Cristina Dorut was watching from her flat in Gillingham with other members of her family on August 10 last year when she saw the black youth with his hoodie up pull a large knife from behind his shoulder.
Ms Dorut said her six-year-old son described it as being like a Ninja warrior knife.
She saw a group of 20-30 teenagers arrive from the direction of the High Street at about 8pm and congregate in front of the railway station.
“They were shouting and fighting,” she told a jury at Maidstone Crown Court. “They were shouting at each other and pulling each other. I saw one boy get out a his knife from the back of his shoulders.
“It looked like a sword. It was a big knife, about 60 centimetres. All of us were watching. I was about 20 metres away. I have lived there for six years.
“I think the boy was African. When he pulled out the sword the group pulled back from him. He wanted to go to another boy. He walked towards him.
“He was white. He was quite tall and medium build. He was wearing a black T-shirt and shorts. On that day I didn’t know his name. I found it out later.”
Ms Dorut said she saw in the Kent Messenger in October that he had been killed. “It was his face,” she said. “I find out from the Kent Messenger his name, Kyle. I saw on Facebook about Kyle”
Kyle, who was 17, was fatally stabbed in East Street in Gillingham as he tried to flee to his home in nearby Hamilton Road on Friday, October 6 last year.
“They were shouting at each other and pulling each other. I saw one boy get out a his knife from the back of his shoulders.
“It looked like a sword. It was a big knife, about 60 centimetres. All of us were watching" - Cristana Dorut
He was knifed under his right armpit as violence broke out between gangs from Chatham and Gillingham.
Ms Dorut said another teenager was shouting during the incident she saw “Are you mad?” to the boy with the knife.

Items:
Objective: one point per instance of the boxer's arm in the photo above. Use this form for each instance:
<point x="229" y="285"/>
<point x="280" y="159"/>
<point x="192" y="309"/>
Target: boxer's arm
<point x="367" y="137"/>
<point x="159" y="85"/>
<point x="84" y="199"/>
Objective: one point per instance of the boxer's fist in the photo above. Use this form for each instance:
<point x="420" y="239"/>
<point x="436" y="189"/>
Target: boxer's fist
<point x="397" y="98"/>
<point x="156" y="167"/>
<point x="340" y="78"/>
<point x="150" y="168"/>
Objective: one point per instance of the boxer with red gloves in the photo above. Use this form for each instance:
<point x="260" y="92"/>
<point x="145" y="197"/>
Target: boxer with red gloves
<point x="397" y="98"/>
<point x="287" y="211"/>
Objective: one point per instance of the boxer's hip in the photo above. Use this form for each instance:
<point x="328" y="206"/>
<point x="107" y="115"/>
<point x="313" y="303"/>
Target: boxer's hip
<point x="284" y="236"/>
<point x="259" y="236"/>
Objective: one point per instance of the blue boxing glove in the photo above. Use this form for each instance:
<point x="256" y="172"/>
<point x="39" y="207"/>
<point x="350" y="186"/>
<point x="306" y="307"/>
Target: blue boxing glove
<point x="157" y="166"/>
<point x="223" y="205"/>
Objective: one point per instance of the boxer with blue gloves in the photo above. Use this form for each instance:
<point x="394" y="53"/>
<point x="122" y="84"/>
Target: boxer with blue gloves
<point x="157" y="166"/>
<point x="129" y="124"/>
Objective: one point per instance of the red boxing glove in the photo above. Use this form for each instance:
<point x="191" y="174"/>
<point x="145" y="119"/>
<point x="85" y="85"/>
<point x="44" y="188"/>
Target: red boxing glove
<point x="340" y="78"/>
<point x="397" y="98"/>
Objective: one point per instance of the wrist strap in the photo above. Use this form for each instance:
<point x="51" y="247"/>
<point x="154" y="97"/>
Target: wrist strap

Task requirements:
A. Condense the court report's paragraph starting "Kyle, who was 17" into a short list of its facts.
B. Decide whether each statement agrees with the court report, answering yes or no and quoting the deciding words: (i) Ms Dorut was about 20 metres away from what she saw. (ii) The group of teenagers arrived at about 10pm. (iii) Ms Dorut knew the white boy's name on the day she watched.

Solutions to the problems:
A.
- Kyle was 17.
- He was fatally stabbed in East Street in Gillingham.
- He was trying to flee to his home in nearby Hamilton Road.
- It happened on Friday, October 6 last year.

B.
(i) Yes: "I was about 20 metres away."
(ii) No: "at about 8pm"
(iii) No: "On that day I didn’t know his name."